Stated exercise — Print out every line, exactly as written.

Stored dataset items —
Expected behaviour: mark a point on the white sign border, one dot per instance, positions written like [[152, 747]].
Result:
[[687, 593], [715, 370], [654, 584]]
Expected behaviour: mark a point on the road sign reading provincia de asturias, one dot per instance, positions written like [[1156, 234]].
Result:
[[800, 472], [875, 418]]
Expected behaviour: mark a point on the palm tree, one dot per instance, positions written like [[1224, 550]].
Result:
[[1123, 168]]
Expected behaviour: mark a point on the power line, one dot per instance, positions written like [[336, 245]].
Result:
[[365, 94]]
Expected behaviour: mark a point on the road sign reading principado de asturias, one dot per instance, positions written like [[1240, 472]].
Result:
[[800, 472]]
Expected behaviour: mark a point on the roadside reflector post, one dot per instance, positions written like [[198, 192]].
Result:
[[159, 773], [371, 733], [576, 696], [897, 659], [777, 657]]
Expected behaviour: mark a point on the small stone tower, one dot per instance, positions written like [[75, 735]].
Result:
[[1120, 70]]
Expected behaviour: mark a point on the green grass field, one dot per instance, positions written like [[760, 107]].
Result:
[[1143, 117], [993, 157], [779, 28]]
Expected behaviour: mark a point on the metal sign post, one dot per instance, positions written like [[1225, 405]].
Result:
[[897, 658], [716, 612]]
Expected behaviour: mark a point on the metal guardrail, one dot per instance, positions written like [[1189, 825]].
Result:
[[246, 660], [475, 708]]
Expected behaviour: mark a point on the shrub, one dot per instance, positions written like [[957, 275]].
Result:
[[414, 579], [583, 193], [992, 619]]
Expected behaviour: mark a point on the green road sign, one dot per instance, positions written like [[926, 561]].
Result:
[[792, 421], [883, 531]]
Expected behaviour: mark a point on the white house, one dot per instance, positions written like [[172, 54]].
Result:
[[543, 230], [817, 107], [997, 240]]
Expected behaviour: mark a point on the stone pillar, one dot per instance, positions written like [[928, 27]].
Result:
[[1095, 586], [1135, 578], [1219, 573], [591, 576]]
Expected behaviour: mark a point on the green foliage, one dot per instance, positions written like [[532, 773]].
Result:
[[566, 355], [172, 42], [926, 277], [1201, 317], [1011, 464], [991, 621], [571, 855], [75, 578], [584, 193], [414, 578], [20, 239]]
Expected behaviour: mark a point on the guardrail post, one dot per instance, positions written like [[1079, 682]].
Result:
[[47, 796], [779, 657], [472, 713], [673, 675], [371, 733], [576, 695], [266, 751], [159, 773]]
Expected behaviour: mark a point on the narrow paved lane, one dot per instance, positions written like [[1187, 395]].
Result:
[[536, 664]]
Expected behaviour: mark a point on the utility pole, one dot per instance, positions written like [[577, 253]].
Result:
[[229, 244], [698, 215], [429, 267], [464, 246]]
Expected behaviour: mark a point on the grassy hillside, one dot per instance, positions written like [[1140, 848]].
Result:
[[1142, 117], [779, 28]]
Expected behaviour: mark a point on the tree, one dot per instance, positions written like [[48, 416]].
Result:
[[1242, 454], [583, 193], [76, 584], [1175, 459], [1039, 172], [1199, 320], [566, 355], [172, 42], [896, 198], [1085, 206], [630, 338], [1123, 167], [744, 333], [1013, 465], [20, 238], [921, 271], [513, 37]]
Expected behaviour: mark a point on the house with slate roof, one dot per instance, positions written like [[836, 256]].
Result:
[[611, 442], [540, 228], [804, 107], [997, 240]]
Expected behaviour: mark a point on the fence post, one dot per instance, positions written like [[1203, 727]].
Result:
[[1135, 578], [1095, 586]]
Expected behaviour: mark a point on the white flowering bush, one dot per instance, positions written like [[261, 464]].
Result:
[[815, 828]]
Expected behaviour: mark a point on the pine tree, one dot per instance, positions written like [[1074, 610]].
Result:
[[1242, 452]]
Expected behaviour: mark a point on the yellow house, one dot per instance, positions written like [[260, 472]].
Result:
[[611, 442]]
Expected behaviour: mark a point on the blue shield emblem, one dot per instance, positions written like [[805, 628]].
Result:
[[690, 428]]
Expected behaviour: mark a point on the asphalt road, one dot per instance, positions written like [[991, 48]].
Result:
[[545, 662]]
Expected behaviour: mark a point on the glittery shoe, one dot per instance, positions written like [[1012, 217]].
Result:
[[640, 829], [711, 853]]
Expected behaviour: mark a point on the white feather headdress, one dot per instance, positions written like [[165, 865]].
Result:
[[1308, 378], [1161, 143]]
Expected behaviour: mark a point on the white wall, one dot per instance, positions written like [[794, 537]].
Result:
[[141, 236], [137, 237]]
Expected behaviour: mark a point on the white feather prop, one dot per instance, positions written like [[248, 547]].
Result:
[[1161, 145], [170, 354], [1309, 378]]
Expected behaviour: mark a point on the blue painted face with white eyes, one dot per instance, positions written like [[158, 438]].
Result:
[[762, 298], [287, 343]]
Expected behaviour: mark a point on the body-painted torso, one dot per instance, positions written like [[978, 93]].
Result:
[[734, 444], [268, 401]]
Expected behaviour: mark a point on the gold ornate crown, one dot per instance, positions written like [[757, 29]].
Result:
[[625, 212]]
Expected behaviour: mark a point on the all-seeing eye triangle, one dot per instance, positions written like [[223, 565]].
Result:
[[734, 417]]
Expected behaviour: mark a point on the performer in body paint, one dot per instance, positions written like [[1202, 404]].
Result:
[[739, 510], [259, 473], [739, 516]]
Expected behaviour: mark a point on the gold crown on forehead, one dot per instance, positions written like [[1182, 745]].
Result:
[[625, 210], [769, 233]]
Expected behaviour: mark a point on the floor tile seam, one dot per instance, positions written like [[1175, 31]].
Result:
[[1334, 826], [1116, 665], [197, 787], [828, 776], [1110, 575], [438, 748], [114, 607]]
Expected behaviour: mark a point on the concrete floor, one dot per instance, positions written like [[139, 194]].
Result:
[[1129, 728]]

Response to this task —
Expected behaviour: mark a point on the white sign border, one dot per instance, positions written like [[152, 747]].
Result:
[[687, 593], [715, 370], [654, 584]]
Expected behaviour: mark a point on the road sign reading provincia de asturias, one dot per instance, positions written like [[1156, 234]].
Result:
[[800, 472], [875, 418]]
Expected behaviour: mark a point on the palm tree, one dot per instance, positions written like [[1224, 550]].
Result:
[[1123, 168]]
Expected behaviour: mark a point on the power line, one dot per instance, positions written like [[336, 245]].
Result:
[[365, 94]]
Expected behaviour: mark a point on the road sign reading principado de asturias, one dot per instance, positions written like [[1240, 472]].
Result:
[[800, 472]]
Expected behaviour: mark a point on the roadside reflector post, one dot per instance, positions written like [[198, 192]].
Result:
[[159, 773], [371, 733], [576, 696], [897, 659], [777, 657]]
Expected behaviour: mark a point on the small stone tower, one dot per instance, positions written like [[75, 735]].
Result:
[[1120, 70]]
Expected behaviour: mark a point on the green grass field, one dot per instance, positions written like [[760, 107]].
Result:
[[1143, 117], [993, 157], [779, 28]]
Expected behaviour: mark a point on the metal sign post, one dot per instance, positions written like [[1225, 405]].
Result:
[[897, 658], [716, 612]]
Expected behaviour: mark a point on the metal guardrail, one dot per instance, positions written like [[1189, 825]].
Result:
[[246, 660], [475, 708]]
Expected behaviour: mark a point on the shrub, one dot per instance, positions written like [[957, 275]].
Result:
[[414, 579], [583, 193], [992, 619]]
Expected behaviour: mark a point on the green road sign, one dot per instance, positions written like [[926, 561]].
Result:
[[792, 421], [883, 531]]
Expected behaviour: mark a point on the white house, one dot per instance, positions written like [[172, 54]].
Result:
[[543, 230], [817, 107], [997, 240]]
Expected behaviour: mark a point on the stone pillar, one dot per instance, positions written like [[928, 27]].
Result:
[[1095, 586], [1135, 578], [1219, 573], [591, 576]]
Expected behaviour: mark a point on the green foliage, one dot per instance, positions written like [[532, 773]].
Result:
[[566, 355], [172, 42], [926, 277], [1201, 317], [1011, 464], [991, 621], [571, 855], [75, 578], [584, 193], [414, 578], [20, 239]]
Expected behaviour: mark a point on the guardrail post, one dot per instance, positions written like [[1079, 682]].
Result:
[[47, 796], [779, 657], [472, 713], [673, 675], [371, 733], [576, 695], [266, 751], [159, 773]]
Expected behaviour: mark a point on the narrow paved lane, one dot per instance, positions written like [[1187, 395]].
Result:
[[536, 664]]
Expected behaviour: mark a point on the utility pole, one dot per instance, positions written like [[577, 253]].
Result:
[[229, 244], [698, 215], [429, 267], [464, 246]]
Expected behaviour: mark a point on the grassy hillside, one dot per instance, positions written like [[1140, 848]].
Result:
[[1142, 117], [779, 28]]
Expected behaviour: mark a point on the tree, one dot per instance, positions written like [[48, 416]].
Result:
[[1242, 454], [583, 193], [76, 584], [1175, 459], [1039, 172], [1199, 320], [566, 355], [172, 42], [896, 198], [1085, 206], [630, 338], [1123, 167], [744, 333], [1013, 465], [20, 238], [921, 271], [513, 37]]
Expected behaviour: mark a point on the house with slate roof, one dot per instance, positions written like [[836, 256]].
Result:
[[611, 442], [540, 228], [804, 107], [997, 240]]
Expected behaviour: mark a point on the fence post, one dot per instance, positions written like [[1203, 727]].
Result:
[[1135, 578], [1095, 586]]
Expected behaviour: mark a point on the white flowering bush, one dot per instance, positions written like [[261, 464]].
Result:
[[815, 828]]
Expected behaviour: mark a point on the pine tree, one dot per instance, positions written like [[1074, 610]].
Result:
[[1242, 452]]
Expected behaviour: mark a point on the yellow house, one dot per instance, positions written like [[260, 472]].
Result:
[[611, 442]]
Expected behaviour: mark a point on the blue shield emblem, one dot per instance, positions written like [[805, 628]].
Result:
[[690, 428]]
Expected behaviour: mark a point on the asphalt road, one dot per instance, positions written like [[991, 48]].
Result:
[[545, 662]]
Expected behaviour: mark a point on the glittery shoe, one dot per instance, positions written like [[1012, 217]].
Result:
[[640, 829], [711, 853]]
Expected behaviour: mark a point on the white feather headdress, one dot per instance, positions written like [[165, 865]].
Result:
[[1308, 378], [1161, 143]]
Expected behaviour: mark a point on the white wall, one dot per instance, positions written like [[794, 537]].
Result:
[[141, 236], [137, 237]]
Expected behaviour: mark a point on the white feather prop, one dot per instance, positions written like [[248, 547]].
Result:
[[1161, 145], [170, 354], [1309, 378]]
Expected behaviour: mark a point on the blue painted face with white eyes, one dot per instance, positions written like [[158, 438]].
Result:
[[762, 298], [287, 343]]
Expected behaviour: mark a point on the body-painted torso, one dot per instance, positions written like [[978, 93]].
Result:
[[734, 444], [268, 401]]
Expected behaviour: mark a point on the gold ornate crown, one dot per instance, positions written like [[757, 29]].
Result:
[[625, 212]]
Expected behaviour: mark a point on the all-seeing eye triangle, one dot per instance, positions written like [[223, 565]].
Result:
[[734, 417]]
Expected behaviour: mark a point on the performer in body paint, one dot per instance, positions written like [[1202, 404]].
Result:
[[739, 510], [259, 473], [739, 516]]
Expected behaviour: mark a point on the gold crown on forehead, one dot per instance, positions written like [[1182, 745]].
Result:
[[625, 210], [769, 233]]
Expected behaviour: mark a point on the floor tile seam, one dot per instance, positions written like [[1175, 31]].
Result:
[[1334, 826], [1116, 665], [197, 787], [828, 776], [1110, 575], [438, 748], [114, 607]]
Expected behaviour: mark a point on the concrete floor, one dot per instance, positions written like [[139, 194]].
Result:
[[1129, 728]]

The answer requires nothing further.